▶ _Условия и требования_
Оформите все строки приведенных ниже данных как нумерованный список, пропустив пустые строки. Изображения в ответ не включайте.

[Данные из датасета]
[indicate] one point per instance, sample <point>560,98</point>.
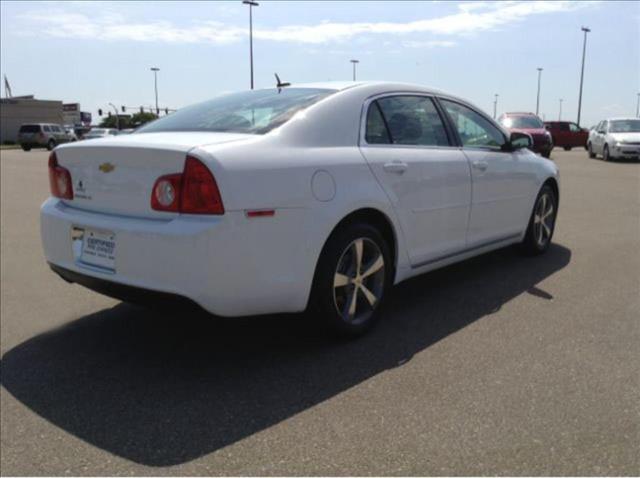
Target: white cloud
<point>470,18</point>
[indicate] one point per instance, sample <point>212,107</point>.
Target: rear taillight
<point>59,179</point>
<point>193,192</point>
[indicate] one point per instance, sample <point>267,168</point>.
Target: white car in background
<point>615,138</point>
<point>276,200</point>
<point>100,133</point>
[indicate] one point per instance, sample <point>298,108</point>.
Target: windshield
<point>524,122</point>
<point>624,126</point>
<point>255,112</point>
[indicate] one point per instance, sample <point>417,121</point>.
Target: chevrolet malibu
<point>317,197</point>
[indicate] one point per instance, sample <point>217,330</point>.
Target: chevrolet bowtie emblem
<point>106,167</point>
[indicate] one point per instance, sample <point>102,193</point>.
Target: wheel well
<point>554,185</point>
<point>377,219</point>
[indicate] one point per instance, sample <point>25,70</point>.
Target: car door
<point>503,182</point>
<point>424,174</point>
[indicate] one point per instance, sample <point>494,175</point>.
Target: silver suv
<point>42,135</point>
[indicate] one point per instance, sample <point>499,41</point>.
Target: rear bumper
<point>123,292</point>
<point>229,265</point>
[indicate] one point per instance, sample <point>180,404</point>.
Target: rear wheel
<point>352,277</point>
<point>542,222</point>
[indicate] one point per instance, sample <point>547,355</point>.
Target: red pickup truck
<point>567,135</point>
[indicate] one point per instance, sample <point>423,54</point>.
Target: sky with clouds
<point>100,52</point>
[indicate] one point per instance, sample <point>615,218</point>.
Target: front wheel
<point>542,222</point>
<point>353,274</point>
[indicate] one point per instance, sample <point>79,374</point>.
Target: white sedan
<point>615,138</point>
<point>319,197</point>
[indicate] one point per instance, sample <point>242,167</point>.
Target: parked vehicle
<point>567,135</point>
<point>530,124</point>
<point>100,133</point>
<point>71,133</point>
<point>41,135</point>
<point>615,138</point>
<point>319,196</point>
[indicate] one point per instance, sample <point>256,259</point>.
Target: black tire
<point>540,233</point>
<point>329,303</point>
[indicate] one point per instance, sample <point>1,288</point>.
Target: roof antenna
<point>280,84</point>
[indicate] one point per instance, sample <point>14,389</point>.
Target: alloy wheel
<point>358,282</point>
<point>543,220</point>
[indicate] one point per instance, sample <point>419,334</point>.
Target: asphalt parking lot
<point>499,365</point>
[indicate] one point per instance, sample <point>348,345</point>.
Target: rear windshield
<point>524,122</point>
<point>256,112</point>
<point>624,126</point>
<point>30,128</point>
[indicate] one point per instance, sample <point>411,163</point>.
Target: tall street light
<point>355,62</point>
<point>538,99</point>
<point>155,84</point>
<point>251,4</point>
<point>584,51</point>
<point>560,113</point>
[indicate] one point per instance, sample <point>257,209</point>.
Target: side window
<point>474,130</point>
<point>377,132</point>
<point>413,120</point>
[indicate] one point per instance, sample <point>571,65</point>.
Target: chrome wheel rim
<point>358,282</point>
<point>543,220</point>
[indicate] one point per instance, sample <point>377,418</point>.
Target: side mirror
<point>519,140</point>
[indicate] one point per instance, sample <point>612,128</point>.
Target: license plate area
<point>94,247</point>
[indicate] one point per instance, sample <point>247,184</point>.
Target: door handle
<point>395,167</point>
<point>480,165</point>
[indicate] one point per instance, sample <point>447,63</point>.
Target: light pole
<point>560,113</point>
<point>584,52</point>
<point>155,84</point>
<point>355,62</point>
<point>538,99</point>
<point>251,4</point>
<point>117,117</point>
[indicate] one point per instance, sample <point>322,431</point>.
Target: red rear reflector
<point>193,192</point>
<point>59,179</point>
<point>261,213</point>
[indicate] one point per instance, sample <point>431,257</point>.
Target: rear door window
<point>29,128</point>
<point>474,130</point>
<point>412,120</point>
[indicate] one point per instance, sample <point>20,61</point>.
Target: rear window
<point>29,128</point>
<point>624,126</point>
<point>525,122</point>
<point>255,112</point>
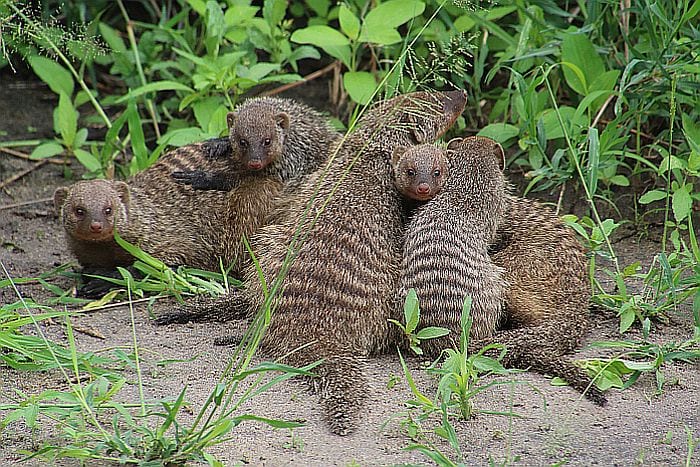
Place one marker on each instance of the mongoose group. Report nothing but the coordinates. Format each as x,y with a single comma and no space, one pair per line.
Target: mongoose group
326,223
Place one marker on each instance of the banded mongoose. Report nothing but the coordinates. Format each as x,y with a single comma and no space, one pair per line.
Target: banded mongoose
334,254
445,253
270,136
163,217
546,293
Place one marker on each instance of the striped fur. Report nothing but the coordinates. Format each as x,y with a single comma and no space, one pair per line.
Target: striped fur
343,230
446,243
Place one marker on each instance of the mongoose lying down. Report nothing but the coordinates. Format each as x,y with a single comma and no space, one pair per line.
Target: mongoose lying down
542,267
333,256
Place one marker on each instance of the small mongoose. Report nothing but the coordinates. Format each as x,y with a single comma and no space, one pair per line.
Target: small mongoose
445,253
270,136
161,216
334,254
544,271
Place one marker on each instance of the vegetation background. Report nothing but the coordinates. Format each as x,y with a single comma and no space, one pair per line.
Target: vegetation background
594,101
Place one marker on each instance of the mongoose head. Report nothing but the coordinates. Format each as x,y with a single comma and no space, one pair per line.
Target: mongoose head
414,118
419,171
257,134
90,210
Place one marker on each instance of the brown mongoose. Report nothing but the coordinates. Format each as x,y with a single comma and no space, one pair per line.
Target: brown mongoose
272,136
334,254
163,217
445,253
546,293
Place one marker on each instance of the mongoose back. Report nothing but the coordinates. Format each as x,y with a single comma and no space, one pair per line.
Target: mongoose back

▶ _Ответ на задание_
1. [indicate] one point per instance, sample <point>560,98</point>.
2. Target: white cloud
3. <point>470,18</point>
4. [indicate] one point per instance, sample <point>212,107</point>.
5. Target: rear taillight
6. <point>59,179</point>
7. <point>193,192</point>
8. [indicate] one point per instance, sample <point>267,168</point>.
9. Target: white car in background
10. <point>615,138</point>
11. <point>276,200</point>
12. <point>100,133</point>
13. [indicate] one point per instance, sample <point>298,108</point>.
14. Target: windshield
15. <point>524,122</point>
16. <point>624,126</point>
17. <point>255,112</point>
18. [indicate] one point per instance, sample <point>417,121</point>.
19. Target: chevrolet malibu
20. <point>317,197</point>
21. [indicate] one point per instance, sample <point>217,330</point>.
22. Target: chevrolet bowtie emblem
23. <point>106,167</point>
24. [indicate] one point per instance, sample <point>102,193</point>.
25. Target: wheel well
26. <point>554,185</point>
27. <point>377,219</point>
28. [indicate] one point per instance, sample <point>25,70</point>.
29. Target: car door
30. <point>503,182</point>
31. <point>424,174</point>
32. [indicate] one point per instance, sample <point>494,175</point>.
33. Target: silver suv
34. <point>42,135</point>
35. [indicate] one point per instance, sample <point>499,41</point>.
36. Target: rear bumper
37. <point>123,292</point>
38. <point>229,265</point>
39. [indicate] one point per instance, sample <point>180,404</point>.
40. Target: rear wheel
41. <point>352,277</point>
42. <point>542,222</point>
43. [indicate] one point per instance, sample <point>547,355</point>.
44. Target: red pickup truck
45. <point>567,135</point>
46. [indicate] one point per instance, sample <point>423,54</point>.
47. Target: sky with clouds
48. <point>100,52</point>
49. [indicate] one point per instance, sample <point>615,218</point>.
50. Target: front wheel
51. <point>542,222</point>
52. <point>353,274</point>
53. [indicate] one point per instance, sample <point>79,374</point>.
54. Target: white sedan
55. <point>615,138</point>
56. <point>319,197</point>
57. [indicate] one point per instance, sample <point>242,167</point>.
58. Target: parked vehicle
59. <point>567,135</point>
60. <point>530,124</point>
61. <point>100,133</point>
62. <point>71,133</point>
63. <point>41,135</point>
64. <point>615,138</point>
65. <point>319,196</point>
66. [indicate] one point per instance, sample <point>256,259</point>.
67. Target: black tire
68. <point>540,233</point>
69. <point>329,303</point>
70. [indicate] one point per instance, sample <point>1,288</point>.
71. Target: roof antenna
72. <point>280,84</point>
73. [indicate] one point per instance, sample <point>14,389</point>.
74. Target: alloy wheel
75. <point>358,282</point>
76. <point>543,220</point>
77. [indicate] one point per instance, sample <point>419,334</point>.
78. Target: asphalt parking lot
79. <point>499,365</point>
80. [indicate] one point per instance, sample <point>348,345</point>.
81. Target: rear windshield
82. <point>524,122</point>
83. <point>256,112</point>
84. <point>624,126</point>
85. <point>30,128</point>
86. [indicate] one point per instance, sample <point>411,163</point>.
87. Target: tall street light
88. <point>355,62</point>
89. <point>538,99</point>
90. <point>155,84</point>
91. <point>251,4</point>
92. <point>584,51</point>
93. <point>560,113</point>
94. [indicate] one point per instance, sample <point>257,209</point>.
95. Target: side window
96. <point>474,130</point>
97. <point>377,132</point>
98. <point>413,120</point>
99. [indicate] one point per instance, sample <point>571,65</point>.
100. Target: chrome wheel rim
101. <point>358,282</point>
102. <point>543,220</point>
103. [indicate] one point per instance, sample <point>377,418</point>.
104. Target: side mirror
105. <point>519,140</point>
106. [indicate] one point per instance, sample <point>612,128</point>.
107. Target: license plate area
108. <point>94,247</point>
109. [indicate] one point per instance, sample <point>247,184</point>.
110. Target: door handle
111. <point>395,167</point>
112. <point>480,165</point>
113. [indicate] one point per instance, sample <point>447,63</point>.
114. Target: light pole
115. <point>560,113</point>
116. <point>584,52</point>
117. <point>155,84</point>
118. <point>355,62</point>
119. <point>538,99</point>
120. <point>251,4</point>
121. <point>117,117</point>
122. [indicate] one point per instance, sample <point>322,431</point>.
123. Target: red rear reflector
124. <point>193,192</point>
125. <point>59,179</point>
126. <point>261,213</point>
127. [indicate] one point per instance, sample <point>431,257</point>.
128. Target: rear door window
129. <point>29,128</point>
130. <point>474,130</point>
131. <point>412,120</point>
132. [indicate] one point per instance, sample <point>20,61</point>.
133. Target: rear window
134. <point>29,128</point>
135. <point>624,126</point>
136. <point>525,122</point>
137. <point>255,112</point>
138. Place one marker on each instance of the mongoose group. Report nothing but the coordinates. Format each as x,y with a single comma and no space, one pair per line.
139. Target: mongoose group
140. 326,223
141. Place one marker on each instance of the banded mongoose. Report nothing but the coordinates. Format each as x,y with a single comma and no space, one pair per line.
142. Target: banded mongoose
143. 334,254
144. 445,253
145. 270,136
146. 163,217
147. 546,293
148. Place one marker on each instance of the striped fur. Report nothing but the coordinates. Format each as x,y with a single comma and no space, one pair per line.
149. Target: striped fur
150. 343,230
151. 446,243
152. Place one marker on each instance of the mongoose lying down. Report nothing but the coordinates. Format each as x,y with a single comma and no space, one pair per line.
153. Target: mongoose lying down
154. 542,267
155. 333,256
156. Place one marker on each instance of the small mongoose. Report nothing but the coordinates. Format each as x,y with a single comma and no space, one pair per line.
157. Target: small mongoose
158. 445,253
159. 270,136
160. 161,216
161. 334,254
162. 544,271
163. Place one marker on each instance of the vegetation background. Report nothing but the coordinates. Format each as x,y with a single comma and no space, one pair per line.
164. Target: vegetation background
165. 594,101
166. Place one marker on each instance of the mongoose head. Report nothing but the coordinates. Format each as x,y with a single comma and no space, one pair per line.
167. Target: mongoose head
168. 414,118
169. 419,171
170. 257,134
171. 90,210
172. Place one marker on each instance of the brown mongoose. Report nothing but the coordinates. Format each as x,y with a single comma and no space, one pair per line.
173. Target: brown mongoose
174. 272,136
175. 334,254
176. 163,217
177. 445,253
178. 546,293
179. Place one marker on each instance of the mongoose back. Report nothing but the coordinates. Format each as x,y with a single comma and no space, one pair per line.
180. Target: mongoose back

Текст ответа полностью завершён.